Goal
Copy the lines below without changing anything.

[Entries from a point annotation set]
◆ ◆ ◆ ◆ ◆
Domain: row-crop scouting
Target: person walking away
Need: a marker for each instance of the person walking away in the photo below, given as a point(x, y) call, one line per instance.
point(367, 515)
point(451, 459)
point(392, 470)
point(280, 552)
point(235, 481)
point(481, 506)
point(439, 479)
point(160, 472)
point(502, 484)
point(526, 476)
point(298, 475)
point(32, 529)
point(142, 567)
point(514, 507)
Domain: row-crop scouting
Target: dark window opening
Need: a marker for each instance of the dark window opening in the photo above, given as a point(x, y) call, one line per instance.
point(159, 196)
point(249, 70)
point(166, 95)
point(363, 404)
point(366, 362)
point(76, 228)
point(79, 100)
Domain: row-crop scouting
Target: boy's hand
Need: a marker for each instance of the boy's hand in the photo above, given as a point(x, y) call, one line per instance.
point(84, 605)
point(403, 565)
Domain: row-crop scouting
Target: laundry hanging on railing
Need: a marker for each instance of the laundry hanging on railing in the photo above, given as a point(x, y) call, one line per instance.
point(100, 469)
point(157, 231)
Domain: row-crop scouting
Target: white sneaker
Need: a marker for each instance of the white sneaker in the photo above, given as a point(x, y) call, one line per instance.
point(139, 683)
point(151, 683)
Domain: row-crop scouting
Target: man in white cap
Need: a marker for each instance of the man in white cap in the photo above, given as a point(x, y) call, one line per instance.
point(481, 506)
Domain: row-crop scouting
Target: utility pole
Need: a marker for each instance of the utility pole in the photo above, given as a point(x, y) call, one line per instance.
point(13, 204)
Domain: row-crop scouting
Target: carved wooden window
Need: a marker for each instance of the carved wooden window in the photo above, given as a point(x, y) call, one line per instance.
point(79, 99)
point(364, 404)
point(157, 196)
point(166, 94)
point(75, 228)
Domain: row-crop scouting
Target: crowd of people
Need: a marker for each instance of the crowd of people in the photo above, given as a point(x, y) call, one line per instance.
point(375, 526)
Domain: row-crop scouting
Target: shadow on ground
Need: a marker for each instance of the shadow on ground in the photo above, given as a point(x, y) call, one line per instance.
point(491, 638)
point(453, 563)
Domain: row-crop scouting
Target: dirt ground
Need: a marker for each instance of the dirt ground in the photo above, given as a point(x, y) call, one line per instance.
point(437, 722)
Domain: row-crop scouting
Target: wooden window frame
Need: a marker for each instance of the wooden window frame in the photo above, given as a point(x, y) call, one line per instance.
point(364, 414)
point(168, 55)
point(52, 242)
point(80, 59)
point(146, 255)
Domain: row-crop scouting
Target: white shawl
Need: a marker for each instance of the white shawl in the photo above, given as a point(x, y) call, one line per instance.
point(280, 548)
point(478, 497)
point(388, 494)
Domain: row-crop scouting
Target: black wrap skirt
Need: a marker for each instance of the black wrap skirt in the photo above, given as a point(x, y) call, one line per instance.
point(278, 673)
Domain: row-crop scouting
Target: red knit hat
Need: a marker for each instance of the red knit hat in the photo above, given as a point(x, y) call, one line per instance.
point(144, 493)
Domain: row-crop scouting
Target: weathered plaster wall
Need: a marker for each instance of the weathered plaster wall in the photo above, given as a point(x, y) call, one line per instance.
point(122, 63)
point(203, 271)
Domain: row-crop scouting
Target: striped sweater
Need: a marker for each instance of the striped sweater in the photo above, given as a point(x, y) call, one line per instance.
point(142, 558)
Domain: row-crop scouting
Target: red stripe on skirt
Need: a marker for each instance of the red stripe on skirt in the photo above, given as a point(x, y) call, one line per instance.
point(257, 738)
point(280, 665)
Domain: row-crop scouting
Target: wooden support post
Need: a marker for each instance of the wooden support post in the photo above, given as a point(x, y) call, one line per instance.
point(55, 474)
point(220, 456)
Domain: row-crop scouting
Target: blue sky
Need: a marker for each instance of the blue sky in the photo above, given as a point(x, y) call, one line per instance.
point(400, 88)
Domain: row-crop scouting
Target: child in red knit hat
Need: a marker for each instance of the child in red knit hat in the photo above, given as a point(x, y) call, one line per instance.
◆ ◆ ◆ ◆ ◆
Written solution
Domain: row-crop scouting
Target: person walking away
Need: a marker for each instance of the person walking away in the photo below, given as a point(x, y) call, one line per instance.
point(367, 515)
point(451, 459)
point(392, 470)
point(280, 552)
point(235, 481)
point(481, 506)
point(439, 479)
point(160, 472)
point(502, 484)
point(526, 476)
point(298, 475)
point(32, 529)
point(142, 567)
point(514, 507)
Domain: row-crop scouting
Target: dark window opening
Need: a marker for each instance of the dark window opening in the photo above, given as a point(x, y) call, one line per instance.
point(159, 196)
point(249, 70)
point(166, 95)
point(363, 404)
point(366, 362)
point(76, 228)
point(79, 100)
Domain: row-crop scouting
Target: boy's hand
Need: a marker for each instance of the boy's hand in the photo above, given as a point(x, y) call, one line per instance.
point(84, 605)
point(403, 565)
Domain: row-crop scouting
Target: laundry hanging on railing
Need: a marker for each instance of the laundry hanging on railing in the photo above, given as a point(x, y) call, one line per instance.
point(100, 469)
point(157, 231)
Domain: row-crop scouting
Target: white sneaker
Need: a marker for each instance of the white sneaker in the photo above, given as a point(x, y) call, one line per instance.
point(139, 683)
point(151, 683)
Domain: row-crop scouting
Target: man in white cap
Need: a marker for each instance of the man in white cap in the photo above, given as a point(x, y) call, one line per instance.
point(481, 506)
Domain: row-crop scouting
Target: utility pole
Need: a marker for each instance of the utility pole in the photo above, given as a point(x, y) call, one line per instance.
point(13, 204)
Domain: row-crop scouting
Target: carved wooden window
Need: a marker for each instance of the carved wooden window in the photo above, given as a point(x, y) call, one line per instance.
point(79, 99)
point(364, 404)
point(157, 196)
point(166, 94)
point(75, 228)
Domain: row-crop scouting
Target: crowd of people
Need: a marker for each instance of the crowd of people in the photo above, given as a point(x, y) call, one line per instance.
point(375, 526)
Domain: row-crop scouting
Target: shadow on ground
Need: a marker for each instance of the shadow on ground in the photo above, given as a point(x, y) call, one line per instance.
point(491, 638)
point(453, 563)
Domain: row-crop scouting
Target: dirt ground
Need: a marker for each instance of the dirt ground in the photo above, given as a point(x, y) call, one line per instance.
point(437, 722)
Domain: row-crop scouting
Target: wooden window frame
Need: a marker for each instance of the wooden window frame in the photo above, given as a point(x, y) call, one line per instance.
point(364, 414)
point(168, 55)
point(52, 242)
point(80, 59)
point(146, 255)
Domain: row-crop scouting
Target: white shawl
Need: a marker for each instance of the white shawl in the photo above, given as a point(x, y) call, one line per instance.
point(280, 548)
point(478, 497)
point(388, 494)
Domain: row-crop scouting
Target: black wrap skirt
Need: a marker for each instance of the black wrap skirt in the photo above, given as a point(x, y) call, one line per instance.
point(278, 673)
Domain: row-crop scouting
Target: red knit hat
Need: a marker for each instance of the red knit hat in the photo above, given as a point(x, y) call, one line per instance.
point(144, 493)
Domain: row-crop scouting
Target: weathered plaster wall
Need: a marker for each instance of the weathered plaster wall in the photo above, given as a point(x, y) call, one line per instance.
point(122, 63)
point(203, 271)
Domain: row-crop scouting
Target: striped sweater
Need: a marker for each instance of the striped sweater in the photo above, given as a point(x, y) call, one line per instance.
point(142, 558)
Domain: row-crop scouting
Target: red stripe on skirt
Need: a marker for each instance of the red stripe on skirt in the photo above, given as a point(x, y) call, one line per instance.
point(257, 738)
point(280, 665)
Domain: row-crop scouting
Target: wooden support post
Need: a marker for each instance of the wooden support post in the photo above, given as a point(x, y) call, one line per instance.
point(55, 474)
point(220, 456)
Domain: row-crop scouting
Target: blue sky
Need: a marker for each instance of the blue sky in the photo above, given as a point(x, y) call, one line per instance.
point(400, 88)
Domain: row-crop scouting
Target: child in red knit hat
Need: a marker for each instance of the child in red knit hat in the photo above, given as a point(x, y) call, one line per instance.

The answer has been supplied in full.